Task brief:
Within the material below, locate the line with "Target = cut crystal decanter" and the line with "Target = beer tap handle", then return those two lines and all lines between them, exactly as written.

·····

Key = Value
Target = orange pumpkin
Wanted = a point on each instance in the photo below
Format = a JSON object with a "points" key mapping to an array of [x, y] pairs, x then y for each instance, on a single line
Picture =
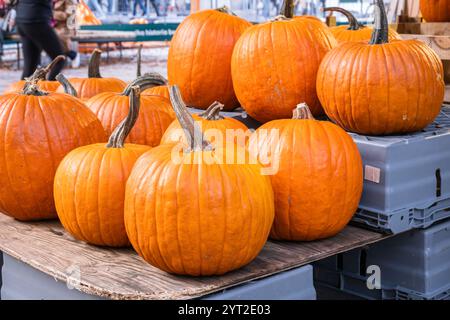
{"points": [[211, 124], [97, 216], [275, 64], [41, 75], [37, 129], [94, 83], [354, 31], [435, 10], [381, 88], [155, 116], [193, 216], [200, 56], [317, 175]]}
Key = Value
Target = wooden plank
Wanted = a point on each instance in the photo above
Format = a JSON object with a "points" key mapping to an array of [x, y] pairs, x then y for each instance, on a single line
{"points": [[122, 274]]}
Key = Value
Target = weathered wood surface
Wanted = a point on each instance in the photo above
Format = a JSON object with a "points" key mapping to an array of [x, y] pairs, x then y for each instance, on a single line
{"points": [[122, 274]]}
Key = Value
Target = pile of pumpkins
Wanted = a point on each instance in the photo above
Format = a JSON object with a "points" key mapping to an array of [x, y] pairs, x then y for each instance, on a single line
{"points": [[99, 153]]}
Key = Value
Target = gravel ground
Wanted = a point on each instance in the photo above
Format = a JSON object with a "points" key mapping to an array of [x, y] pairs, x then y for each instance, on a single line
{"points": [[154, 60]]}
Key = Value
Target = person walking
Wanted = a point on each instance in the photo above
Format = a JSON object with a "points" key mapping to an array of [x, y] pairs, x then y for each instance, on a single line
{"points": [[34, 27]]}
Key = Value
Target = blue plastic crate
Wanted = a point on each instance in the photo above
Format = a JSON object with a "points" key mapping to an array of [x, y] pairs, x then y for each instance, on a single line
{"points": [[413, 265], [406, 178]]}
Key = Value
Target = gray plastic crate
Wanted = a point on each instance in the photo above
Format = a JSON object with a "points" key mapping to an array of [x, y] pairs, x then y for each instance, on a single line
{"points": [[406, 178], [413, 265], [296, 284]]}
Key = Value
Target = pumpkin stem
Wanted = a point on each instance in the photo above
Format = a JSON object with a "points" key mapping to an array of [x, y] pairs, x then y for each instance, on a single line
{"points": [[380, 32], [288, 8], [192, 131], [226, 10], [353, 23], [120, 134], [302, 112], [68, 88], [94, 64], [148, 80], [213, 112], [139, 62]]}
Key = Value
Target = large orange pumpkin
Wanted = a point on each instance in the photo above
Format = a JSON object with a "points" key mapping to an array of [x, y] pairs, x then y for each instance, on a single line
{"points": [[316, 175], [90, 184], [381, 88], [197, 215], [200, 56], [435, 10], [41, 75], [155, 116], [211, 124], [275, 64], [94, 83], [37, 129], [354, 31]]}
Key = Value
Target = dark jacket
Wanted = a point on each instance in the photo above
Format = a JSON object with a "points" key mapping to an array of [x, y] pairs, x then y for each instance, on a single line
{"points": [[34, 11]]}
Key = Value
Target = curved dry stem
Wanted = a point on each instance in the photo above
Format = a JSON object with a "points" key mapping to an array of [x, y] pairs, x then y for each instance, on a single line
{"points": [[193, 133], [68, 88], [353, 23], [213, 112], [120, 134], [148, 80], [302, 112], [94, 64], [380, 32]]}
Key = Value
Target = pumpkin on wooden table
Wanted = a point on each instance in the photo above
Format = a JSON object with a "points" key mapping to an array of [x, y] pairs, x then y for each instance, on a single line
{"points": [[316, 175], [41, 75], [212, 124], [354, 31], [94, 83], [190, 212], [156, 113], [37, 129], [97, 216], [275, 64], [435, 10], [200, 56]]}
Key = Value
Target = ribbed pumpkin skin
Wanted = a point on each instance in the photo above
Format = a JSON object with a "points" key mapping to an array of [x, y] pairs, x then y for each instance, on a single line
{"points": [[200, 56], [44, 85], [342, 34], [89, 87], [435, 10], [95, 216], [158, 91], [201, 219], [35, 135], [319, 182], [274, 66], [155, 116], [175, 133], [381, 89]]}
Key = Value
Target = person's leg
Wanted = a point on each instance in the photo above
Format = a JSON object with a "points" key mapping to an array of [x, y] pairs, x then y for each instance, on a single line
{"points": [[31, 51]]}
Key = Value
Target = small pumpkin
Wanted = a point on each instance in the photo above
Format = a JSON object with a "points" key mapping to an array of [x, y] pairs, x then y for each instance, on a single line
{"points": [[200, 56], [94, 83], [193, 216], [435, 10], [90, 184], [381, 87], [354, 31], [212, 123], [41, 75], [37, 129], [156, 113], [317, 175], [275, 64]]}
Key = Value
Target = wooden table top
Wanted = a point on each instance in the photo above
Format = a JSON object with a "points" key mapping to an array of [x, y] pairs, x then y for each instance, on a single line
{"points": [[122, 274]]}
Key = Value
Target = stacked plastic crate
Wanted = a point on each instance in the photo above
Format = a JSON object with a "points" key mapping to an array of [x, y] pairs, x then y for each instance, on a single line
{"points": [[407, 194]]}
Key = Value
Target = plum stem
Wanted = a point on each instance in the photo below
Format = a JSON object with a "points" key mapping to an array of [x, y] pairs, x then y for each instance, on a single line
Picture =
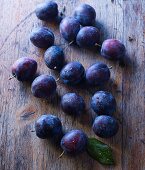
{"points": [[70, 43], [61, 155], [97, 45], [12, 77], [57, 79]]}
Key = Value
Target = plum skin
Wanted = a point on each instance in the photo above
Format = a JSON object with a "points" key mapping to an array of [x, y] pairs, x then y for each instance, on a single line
{"points": [[54, 58], [74, 142], [105, 126], [69, 28], [72, 73], [73, 104], [113, 49], [44, 86], [85, 14], [103, 103], [88, 36], [42, 37], [97, 74], [48, 126], [24, 69], [47, 10]]}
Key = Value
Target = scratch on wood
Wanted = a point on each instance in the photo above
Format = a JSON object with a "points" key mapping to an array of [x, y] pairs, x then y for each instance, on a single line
{"points": [[27, 115], [23, 20]]}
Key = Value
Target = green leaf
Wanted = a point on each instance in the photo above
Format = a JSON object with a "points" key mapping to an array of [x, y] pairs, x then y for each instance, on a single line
{"points": [[100, 151]]}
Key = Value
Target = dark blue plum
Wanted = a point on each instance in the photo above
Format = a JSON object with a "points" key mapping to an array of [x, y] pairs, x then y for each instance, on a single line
{"points": [[48, 126], [73, 104], [24, 69], [44, 86], [47, 10], [88, 37], [54, 58], [97, 74], [69, 28], [103, 103], [85, 14], [42, 37], [74, 142], [72, 73], [113, 49], [105, 126]]}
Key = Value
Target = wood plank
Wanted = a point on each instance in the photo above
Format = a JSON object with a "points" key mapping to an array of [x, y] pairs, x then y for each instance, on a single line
{"points": [[134, 87], [19, 146]]}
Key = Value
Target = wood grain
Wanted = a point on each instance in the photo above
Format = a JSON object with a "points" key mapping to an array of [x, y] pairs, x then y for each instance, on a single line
{"points": [[19, 146]]}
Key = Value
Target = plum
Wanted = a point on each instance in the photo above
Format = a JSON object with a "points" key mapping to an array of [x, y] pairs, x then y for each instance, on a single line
{"points": [[97, 74], [113, 49], [48, 126], [88, 36], [73, 104], [103, 103], [24, 69], [69, 28], [54, 58]]}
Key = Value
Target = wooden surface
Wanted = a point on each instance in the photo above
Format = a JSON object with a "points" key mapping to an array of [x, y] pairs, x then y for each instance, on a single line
{"points": [[19, 147]]}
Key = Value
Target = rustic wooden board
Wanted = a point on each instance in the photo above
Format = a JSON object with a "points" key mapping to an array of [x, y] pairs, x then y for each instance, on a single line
{"points": [[19, 147]]}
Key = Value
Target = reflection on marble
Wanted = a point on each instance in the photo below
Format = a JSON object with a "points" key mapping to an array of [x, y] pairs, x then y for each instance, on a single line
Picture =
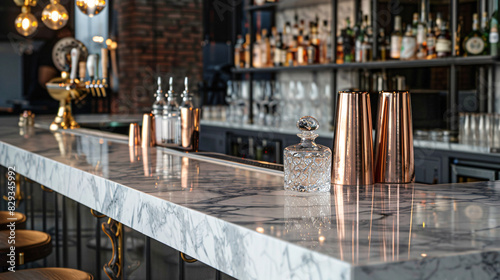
{"points": [[242, 222]]}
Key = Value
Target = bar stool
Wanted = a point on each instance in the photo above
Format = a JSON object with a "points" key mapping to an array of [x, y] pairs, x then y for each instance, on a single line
{"points": [[49, 273], [6, 219], [31, 245]]}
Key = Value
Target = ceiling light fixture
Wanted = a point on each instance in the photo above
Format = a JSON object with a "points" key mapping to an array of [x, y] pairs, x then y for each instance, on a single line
{"points": [[55, 16], [91, 7]]}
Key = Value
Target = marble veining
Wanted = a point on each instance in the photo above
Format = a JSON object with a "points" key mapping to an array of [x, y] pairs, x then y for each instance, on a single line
{"points": [[243, 223]]}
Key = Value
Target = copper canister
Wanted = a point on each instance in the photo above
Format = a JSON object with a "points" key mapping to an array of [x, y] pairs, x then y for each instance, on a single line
{"points": [[394, 160], [190, 128], [352, 159], [148, 131]]}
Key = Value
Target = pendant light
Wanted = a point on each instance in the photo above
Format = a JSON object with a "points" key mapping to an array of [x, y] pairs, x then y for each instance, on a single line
{"points": [[91, 7], [55, 16], [26, 23]]}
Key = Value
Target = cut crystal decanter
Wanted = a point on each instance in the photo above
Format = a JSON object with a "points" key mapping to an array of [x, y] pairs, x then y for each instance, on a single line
{"points": [[307, 164]]}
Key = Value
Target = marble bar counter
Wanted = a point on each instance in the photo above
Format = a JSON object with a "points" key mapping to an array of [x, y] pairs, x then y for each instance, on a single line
{"points": [[325, 133], [239, 220]]}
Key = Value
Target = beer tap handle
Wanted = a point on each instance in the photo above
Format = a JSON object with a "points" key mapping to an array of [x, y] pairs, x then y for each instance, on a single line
{"points": [[91, 71], [82, 65], [75, 55], [104, 70]]}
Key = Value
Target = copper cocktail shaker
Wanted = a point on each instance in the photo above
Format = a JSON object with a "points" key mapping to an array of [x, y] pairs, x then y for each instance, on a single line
{"points": [[148, 131], [352, 160], [394, 161]]}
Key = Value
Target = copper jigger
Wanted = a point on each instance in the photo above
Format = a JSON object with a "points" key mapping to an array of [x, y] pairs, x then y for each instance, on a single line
{"points": [[148, 131], [134, 138], [394, 161], [352, 159], [190, 128]]}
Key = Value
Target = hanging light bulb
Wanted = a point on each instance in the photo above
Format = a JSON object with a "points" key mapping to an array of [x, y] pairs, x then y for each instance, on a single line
{"points": [[55, 16], [91, 7], [26, 22]]}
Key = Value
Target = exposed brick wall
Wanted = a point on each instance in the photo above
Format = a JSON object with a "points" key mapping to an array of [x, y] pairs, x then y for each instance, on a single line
{"points": [[156, 37]]}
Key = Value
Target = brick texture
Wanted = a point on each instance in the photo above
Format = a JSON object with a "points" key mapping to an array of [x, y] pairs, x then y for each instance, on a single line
{"points": [[156, 37]]}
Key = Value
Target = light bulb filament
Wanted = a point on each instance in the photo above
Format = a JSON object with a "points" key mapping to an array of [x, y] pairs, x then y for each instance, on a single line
{"points": [[25, 23]]}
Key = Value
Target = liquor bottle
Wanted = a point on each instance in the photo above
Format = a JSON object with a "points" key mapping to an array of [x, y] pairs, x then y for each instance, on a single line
{"points": [[493, 38], [313, 50], [396, 39], [443, 42], [408, 45], [422, 34], [383, 45], [171, 119], [246, 48], [475, 42], [431, 39], [358, 42], [339, 51], [307, 165], [459, 36], [485, 29], [238, 59], [348, 42], [291, 55], [157, 111], [367, 47], [295, 28], [265, 49], [278, 50], [287, 34], [414, 25], [284, 54], [301, 57], [439, 24], [272, 45], [257, 53], [325, 44]]}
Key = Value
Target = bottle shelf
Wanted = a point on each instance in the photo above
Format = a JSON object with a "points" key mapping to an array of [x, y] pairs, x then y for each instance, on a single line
{"points": [[267, 6], [390, 64]]}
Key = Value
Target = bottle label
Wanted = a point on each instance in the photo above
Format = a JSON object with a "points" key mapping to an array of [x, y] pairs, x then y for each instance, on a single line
{"points": [[300, 55], [358, 51], [475, 45], [277, 57], [494, 37], [408, 48], [396, 46], [421, 34], [443, 45], [431, 44]]}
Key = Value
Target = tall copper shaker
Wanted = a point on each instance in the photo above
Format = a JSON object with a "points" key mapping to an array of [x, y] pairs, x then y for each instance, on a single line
{"points": [[352, 160], [394, 160], [190, 128]]}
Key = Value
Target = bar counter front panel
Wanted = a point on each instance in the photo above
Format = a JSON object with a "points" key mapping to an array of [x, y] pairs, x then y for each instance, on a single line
{"points": [[242, 222]]}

·····

Problem solution:
Target = cut crystal decanter
Wanted = a point on each instance in the photo above
Format = a JSON object with a "points" key mapping to an array of [x, y] pairs, x then y for each instance, on a single line
{"points": [[307, 164]]}
Key = Value
Target = marble bar counter
Wanted = a point on each instance in the photo above
Format = a JSON object with a "points" key mapping to an array of [x, y] pairs, x then y for each instance, on a single line
{"points": [[325, 133], [239, 220]]}
Key = Value
Target = beer tap handle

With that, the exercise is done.